Written request
Return, without alteration, the lines below from the line with "Annotation task: mark the canola" up to and including the line with "Annotation task: mark the bee's".

Records for the task
==================================================

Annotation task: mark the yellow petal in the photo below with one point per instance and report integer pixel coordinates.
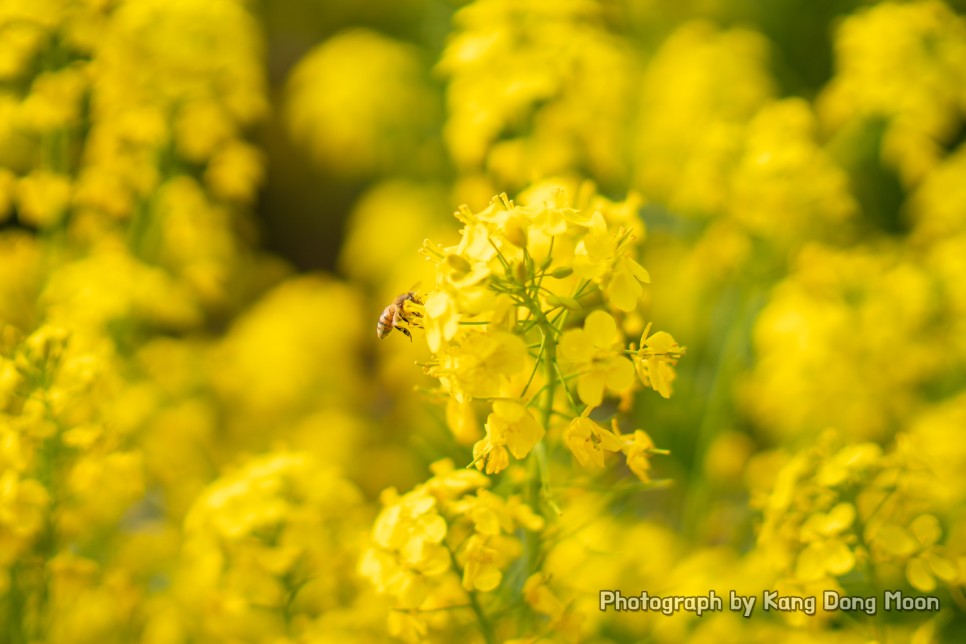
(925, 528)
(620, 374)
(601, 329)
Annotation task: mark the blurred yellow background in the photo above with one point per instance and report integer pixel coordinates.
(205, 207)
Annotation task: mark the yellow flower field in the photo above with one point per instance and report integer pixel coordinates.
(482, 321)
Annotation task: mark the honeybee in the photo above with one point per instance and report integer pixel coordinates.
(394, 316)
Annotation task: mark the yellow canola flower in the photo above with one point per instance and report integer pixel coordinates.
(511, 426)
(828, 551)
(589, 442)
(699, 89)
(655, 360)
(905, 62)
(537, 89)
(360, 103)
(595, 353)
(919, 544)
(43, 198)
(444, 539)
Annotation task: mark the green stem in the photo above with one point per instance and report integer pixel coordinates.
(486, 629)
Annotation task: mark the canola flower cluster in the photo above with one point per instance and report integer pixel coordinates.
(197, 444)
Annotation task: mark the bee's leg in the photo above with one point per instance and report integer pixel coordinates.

==================================================

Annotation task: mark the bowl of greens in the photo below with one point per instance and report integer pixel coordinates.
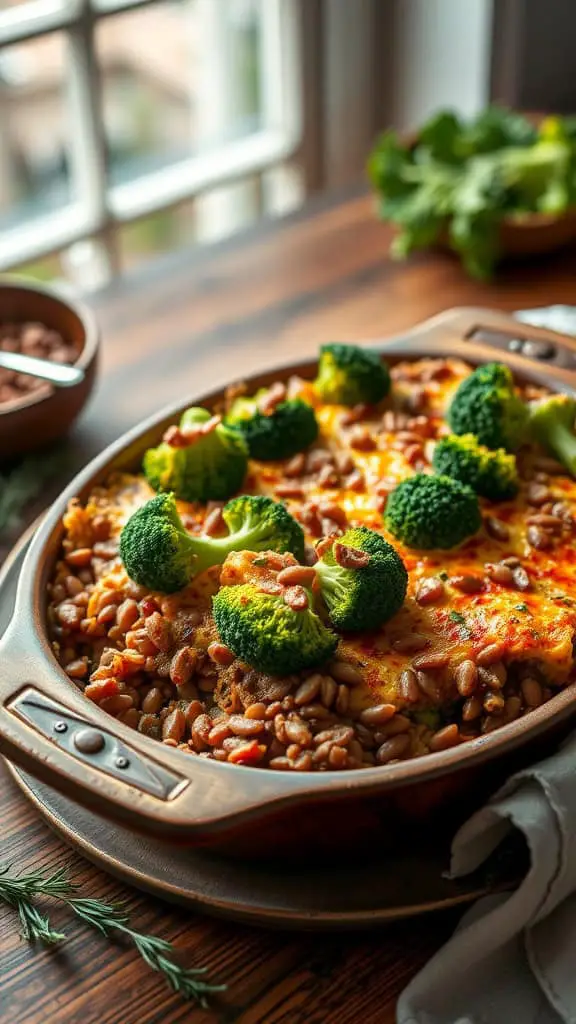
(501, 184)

==================================================

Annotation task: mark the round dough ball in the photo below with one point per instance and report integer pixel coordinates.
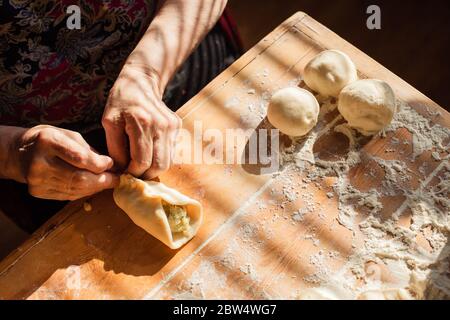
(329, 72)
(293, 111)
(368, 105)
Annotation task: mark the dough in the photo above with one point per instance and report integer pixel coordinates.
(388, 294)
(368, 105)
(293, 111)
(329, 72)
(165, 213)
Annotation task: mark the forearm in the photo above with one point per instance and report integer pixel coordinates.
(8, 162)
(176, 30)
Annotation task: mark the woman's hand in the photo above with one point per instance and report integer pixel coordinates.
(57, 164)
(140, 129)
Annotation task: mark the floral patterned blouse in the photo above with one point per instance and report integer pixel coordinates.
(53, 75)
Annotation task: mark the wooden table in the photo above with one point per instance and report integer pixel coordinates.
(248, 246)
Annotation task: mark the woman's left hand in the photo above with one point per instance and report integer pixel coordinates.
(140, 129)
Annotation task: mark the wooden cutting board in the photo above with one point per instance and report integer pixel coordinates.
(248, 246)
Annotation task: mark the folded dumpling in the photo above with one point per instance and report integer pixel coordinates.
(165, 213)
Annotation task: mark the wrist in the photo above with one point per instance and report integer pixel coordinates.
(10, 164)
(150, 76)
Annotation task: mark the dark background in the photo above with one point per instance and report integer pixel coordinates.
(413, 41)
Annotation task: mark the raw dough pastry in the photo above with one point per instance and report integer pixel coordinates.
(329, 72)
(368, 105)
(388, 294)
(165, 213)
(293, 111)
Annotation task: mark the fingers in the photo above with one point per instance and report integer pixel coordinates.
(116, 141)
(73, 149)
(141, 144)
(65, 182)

==================================================

Final result
Annotation task: mark the canola flower cluster in the photo above with one point per instance and report integer pixel coordinates.
(197, 444)
Annotation task: mark the bee's leg in the photo above with one point per instance and report integer pixel coordinates.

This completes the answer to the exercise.